GIVEN REQUEST A:
In the optimization framework excerpt:
(i) Which type does AgentId alias?
(ii) Into what two parts does the local objective fᵢ(x) decompose?
(iii) Which arithmetic operations are listed in the first sentence?
GIVEN REQUEST B: Can you go on with the optimization framework excerpt, picking up right after its final line?

All three types impl Deref<Target = DVector<S>> for transparent nalgebra interop, plus arithmetic ops (Add, Sub, Mul<S>) and convex_combination(weights, vectors).

4.2 Agent Identity

// agent/mod.rs

use convective_graph::types::NodeId;

/// An agent's identity in the network, directly mapped to a graph node.
/// Paper notation: agent i ∈ [m] = {1, 2, ..., m}.
/// Implementation: zero-indexed via NodeId.
pub type AgentId = NodeId;

5. Objective Function Hierarchy

The paper defines the local objective as fᵢ(x) = (m/p) Σ_{s ∈ Sᵢ} (cρ(x) + ℓ(x; zₛ, yₛ)) (Eq. 5), which decomposes into a regularization term and a sum of per-sample losses.

5.1 Trait Hierarchy

// objective/traits.rs

use crate::types::{DecisionVector, GradientVector};
use convective_graph::types::Scalar;

/// A differentiable scalar-valued function f: ℝⁿ → ℝ.
/// Root trait for all objective functions in the optimization framework.
pub trait ObjectiveFn<S: Scalar> {
    /// Evaluate f(x).

[Raw records]
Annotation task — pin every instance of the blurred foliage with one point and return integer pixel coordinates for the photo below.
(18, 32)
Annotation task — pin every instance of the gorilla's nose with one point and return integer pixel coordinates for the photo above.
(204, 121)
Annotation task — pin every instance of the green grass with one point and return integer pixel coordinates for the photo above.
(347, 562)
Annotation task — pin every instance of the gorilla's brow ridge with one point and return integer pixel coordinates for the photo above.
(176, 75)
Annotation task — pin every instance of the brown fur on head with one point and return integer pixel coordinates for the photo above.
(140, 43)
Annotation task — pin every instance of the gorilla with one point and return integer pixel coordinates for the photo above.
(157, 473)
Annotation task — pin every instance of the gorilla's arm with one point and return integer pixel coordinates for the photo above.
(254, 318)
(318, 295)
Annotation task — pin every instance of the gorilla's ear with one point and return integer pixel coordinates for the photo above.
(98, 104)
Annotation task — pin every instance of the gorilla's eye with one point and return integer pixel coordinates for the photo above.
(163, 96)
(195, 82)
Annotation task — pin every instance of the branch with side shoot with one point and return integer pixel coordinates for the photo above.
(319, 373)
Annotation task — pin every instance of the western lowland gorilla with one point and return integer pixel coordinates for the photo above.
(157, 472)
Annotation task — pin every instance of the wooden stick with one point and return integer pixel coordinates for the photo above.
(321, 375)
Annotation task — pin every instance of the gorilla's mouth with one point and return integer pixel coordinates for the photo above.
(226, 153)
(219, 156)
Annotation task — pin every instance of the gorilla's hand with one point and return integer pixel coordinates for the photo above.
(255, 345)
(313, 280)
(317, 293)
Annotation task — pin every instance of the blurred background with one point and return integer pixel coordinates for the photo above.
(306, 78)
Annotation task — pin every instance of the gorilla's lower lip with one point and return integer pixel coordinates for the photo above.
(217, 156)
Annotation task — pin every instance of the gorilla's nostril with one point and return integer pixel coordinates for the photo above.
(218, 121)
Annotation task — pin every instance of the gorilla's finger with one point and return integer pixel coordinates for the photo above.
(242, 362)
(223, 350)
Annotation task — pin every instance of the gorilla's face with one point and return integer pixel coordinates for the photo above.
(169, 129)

WRITTEN REPLY A:
(i) NodeId
(ii) A regularization term and a sum of per-sample losses
(iii) Add, Sub and Mul<S>

WRITTEN REPLY B:
    fn value(&self, x: &DecisionVector<S>) -> S;

    /// Compute ∇f(x).
    fn gradient(&self, x: &DecisionVector<S>) -> GradientVector<S>;

    /// Dimension of the domain ℝⁿ.
    fn dimension(&self) -> usize;
}

/// A loss function ℓ(x; z, y) parameterized by a data point (z, y).
/// Paper: ℓ(x; z, y) where z ∈ ℝⁿ is a feature, y ∈ {-1, +1} is a label.
pub trait LossFunction<S: Scalar> {
    /// Evaluate ℓ(x; z, y).
    fn loss(&self, x: &DecisionVector<S>, feature: &DVector<S>, label: S) -> S;

    /// Compute ∇_x ℓ(x; z, y).
    fn loss_gradient(
        &self,
        x: &DecisionVector<S>,
        feature: &DVector<S>,
        label: S,
    ) -> GradientVector<S>;
}

/// A convex regularization function ρ: ℝⁿ → ℝ.
/// Paper: ρ(x) is strongly convex (e.g., Euclidean norm squared).
pub trait Regularizer<S: Scalar> {
    /// Evaluate cρ(x) where c > 0 is the regularization parameter.
    fn penalty(&self, x: &DecisionVector<S>) -> S;

    /// Compute c∇ρ(x).
    fn penalty_gradient(&self, x: &DecisionVector<S>) -> GradientVector<S>;

    /// The strong convexity parameter of ρ.
    /// Used in convergence rate analysis.
    fn strong_convexity_param(&self) -> S;
}

/// Lipschitz continuity certificate.
/// Paper: f has Lipschitz continuous gradients with constant L if
/// ‖∇f(x) - ∇f(y)‖ ≤ L‖x - y‖ for all x, y ∈ ℝⁿ.
pub trait LipschitzContinuous<S: Scalar> {
    /// The Lipschitz constant L of the gradient.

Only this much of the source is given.